Le crépuscule de la Poésie
Eschyle, Prométhée enchaîné
A peine pourrait-on trouver un exemple plus éloquent et plus douloureux de cette sinistre évidence que le destin tragique de Virgile. Certains commentateurs ne manquèrent pas, et à fort juste titre, de remettre en question la version officielle de la mort mystérieuse du Maximus Vates, laquelle a, à la vérité, bien de quoi intriguer. Les sources anciennes précisent que, l'Enéide terminée et ne demandant qu'une ultime révision, Virgile prit inopinément la décision de consacrer trois ans supplémentaires à un voyage dans les lieux où la première partie de son épopée était située et qu'il souhaitait visiter personnellement pour pouvoir mener l'oeuvre à bien. Toutefois l'empereur qui, par l'effet d'un hasard admirable, séjournait alors à Athènes à la suite d'une longue campagne orientale, le convainquit à son arrivée de rentrer avec lui en Italie. A en croire la légende, Virgile eut l'imprudence de visiter, avant leur départ, la ville historique de Mégare sous un soleil brûlant, ce qui provoqua un grave malaise dû à l'insolation. L'initiative d'Auguste ne fit qu'empirer l'état du malade, puisqu'au lieu de le confier sur-le-champ aux soins des médecins athéniens, il le prit sur son bord. Le poète s'éteignit au cours de la traversée, ou, suivant une autre version, peu de jours après avoir regagné Brindes.
Il est impossible de chercher la justification satisfaisante des curieux motifs qui poussèrent Virgile à entreprendre un pareil voyage à un moment aussi inopportun, de la « fatalité » qui le mit sur le chemin du prince, ni de l'aisance avec laquelle celui-ci parvint à le faire renoncer au projet médité, sans que nos soupçons se tournent naturellement vers la personne de l'empereur. Les détails entourant cette histoire insolite ne contribuent guère à apaiser nos craintes.

Consigne ->
Recopiez le passage du texte sur la mort de Virgile qui commence à « Il est impossible » et se termine à « apaiser nos craintes. ». Les enregistrements n'ont aucun lien avec le texte sur la mort de Virgile.

Enregistrements fournis ->
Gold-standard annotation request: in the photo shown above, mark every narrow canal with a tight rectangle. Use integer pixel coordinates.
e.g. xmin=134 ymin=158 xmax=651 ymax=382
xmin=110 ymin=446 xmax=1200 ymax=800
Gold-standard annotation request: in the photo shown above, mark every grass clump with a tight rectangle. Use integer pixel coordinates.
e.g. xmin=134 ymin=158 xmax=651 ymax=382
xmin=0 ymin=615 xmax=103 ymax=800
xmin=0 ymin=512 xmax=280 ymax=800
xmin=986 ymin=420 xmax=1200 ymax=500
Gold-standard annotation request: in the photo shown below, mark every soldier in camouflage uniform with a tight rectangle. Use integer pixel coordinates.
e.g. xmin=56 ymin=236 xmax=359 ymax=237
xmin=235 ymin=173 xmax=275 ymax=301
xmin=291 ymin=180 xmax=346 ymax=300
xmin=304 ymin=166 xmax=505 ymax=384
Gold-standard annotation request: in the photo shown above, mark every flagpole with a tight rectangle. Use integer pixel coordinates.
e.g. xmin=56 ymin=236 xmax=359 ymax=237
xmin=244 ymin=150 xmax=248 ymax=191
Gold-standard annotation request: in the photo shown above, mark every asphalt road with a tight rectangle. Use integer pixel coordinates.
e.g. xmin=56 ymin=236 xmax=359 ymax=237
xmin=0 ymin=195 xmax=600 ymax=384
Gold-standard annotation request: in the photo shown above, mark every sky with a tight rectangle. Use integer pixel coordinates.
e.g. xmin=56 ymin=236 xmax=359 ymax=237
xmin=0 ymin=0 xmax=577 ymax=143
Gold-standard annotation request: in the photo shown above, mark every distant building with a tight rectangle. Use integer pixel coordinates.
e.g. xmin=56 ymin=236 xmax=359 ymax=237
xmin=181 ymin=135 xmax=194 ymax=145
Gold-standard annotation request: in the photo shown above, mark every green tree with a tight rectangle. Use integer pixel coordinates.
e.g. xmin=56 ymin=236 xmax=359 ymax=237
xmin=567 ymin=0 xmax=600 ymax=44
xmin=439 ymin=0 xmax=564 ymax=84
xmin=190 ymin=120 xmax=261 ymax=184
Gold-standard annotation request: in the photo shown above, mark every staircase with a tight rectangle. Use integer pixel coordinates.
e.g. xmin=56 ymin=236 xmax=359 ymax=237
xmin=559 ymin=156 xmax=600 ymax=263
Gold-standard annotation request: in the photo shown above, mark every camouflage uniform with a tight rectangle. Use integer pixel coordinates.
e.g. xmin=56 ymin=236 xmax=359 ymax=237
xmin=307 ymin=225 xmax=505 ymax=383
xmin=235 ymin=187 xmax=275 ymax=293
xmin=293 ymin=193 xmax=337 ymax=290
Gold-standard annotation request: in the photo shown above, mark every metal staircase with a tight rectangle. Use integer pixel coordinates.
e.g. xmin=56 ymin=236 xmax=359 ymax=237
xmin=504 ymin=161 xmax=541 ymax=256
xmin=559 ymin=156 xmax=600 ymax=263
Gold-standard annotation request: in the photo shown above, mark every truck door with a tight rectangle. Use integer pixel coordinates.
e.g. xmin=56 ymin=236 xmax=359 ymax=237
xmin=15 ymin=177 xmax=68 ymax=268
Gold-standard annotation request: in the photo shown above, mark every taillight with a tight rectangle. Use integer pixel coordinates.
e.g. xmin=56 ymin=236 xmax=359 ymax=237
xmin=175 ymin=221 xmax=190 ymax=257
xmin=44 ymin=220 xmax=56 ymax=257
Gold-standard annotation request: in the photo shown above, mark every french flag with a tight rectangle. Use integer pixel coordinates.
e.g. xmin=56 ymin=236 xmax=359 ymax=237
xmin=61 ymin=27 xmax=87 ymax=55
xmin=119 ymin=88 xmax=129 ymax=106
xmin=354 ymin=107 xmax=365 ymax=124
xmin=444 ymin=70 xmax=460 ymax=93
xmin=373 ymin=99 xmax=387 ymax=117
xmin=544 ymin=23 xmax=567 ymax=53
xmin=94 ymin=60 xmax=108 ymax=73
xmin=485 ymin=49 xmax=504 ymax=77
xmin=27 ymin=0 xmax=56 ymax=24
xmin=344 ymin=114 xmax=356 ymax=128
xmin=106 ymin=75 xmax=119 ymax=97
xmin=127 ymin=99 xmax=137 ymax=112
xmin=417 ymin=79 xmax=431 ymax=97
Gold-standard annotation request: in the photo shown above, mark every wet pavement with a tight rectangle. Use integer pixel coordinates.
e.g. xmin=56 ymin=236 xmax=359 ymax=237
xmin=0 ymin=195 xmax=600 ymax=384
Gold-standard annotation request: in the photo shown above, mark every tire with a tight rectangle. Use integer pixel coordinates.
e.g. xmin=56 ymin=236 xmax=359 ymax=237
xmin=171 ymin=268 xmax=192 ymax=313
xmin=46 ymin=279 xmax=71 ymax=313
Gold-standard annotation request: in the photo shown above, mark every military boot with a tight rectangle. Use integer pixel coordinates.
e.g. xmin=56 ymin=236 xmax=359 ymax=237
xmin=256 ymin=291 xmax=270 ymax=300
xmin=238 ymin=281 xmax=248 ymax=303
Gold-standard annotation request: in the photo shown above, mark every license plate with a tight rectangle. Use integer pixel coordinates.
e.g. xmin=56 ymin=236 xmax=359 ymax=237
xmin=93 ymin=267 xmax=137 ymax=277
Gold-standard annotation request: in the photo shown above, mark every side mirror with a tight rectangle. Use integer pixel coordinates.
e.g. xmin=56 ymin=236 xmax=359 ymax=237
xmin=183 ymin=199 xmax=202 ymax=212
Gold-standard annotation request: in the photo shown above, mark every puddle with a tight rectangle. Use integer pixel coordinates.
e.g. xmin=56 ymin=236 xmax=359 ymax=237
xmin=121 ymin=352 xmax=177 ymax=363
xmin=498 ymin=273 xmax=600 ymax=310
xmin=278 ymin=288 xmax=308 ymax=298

Réponse ->
Il est impossible de chercher la justification satisfaisante des curieux motifs qui poussèrent Virgile à entreprendre un pareil voyage à un moment aussi inopportun, de la « fatalité » qui le mit sur le chemin du prince, ni de l'aisance avec laquelle celui-ci parvint à le faire renoncer au projet médité, sans que nos soupçons se tournent naturellement vers la personne de l'empereur. Les détails entourant cette histoire insolite ne contribuent guère à apaiser nos craintes.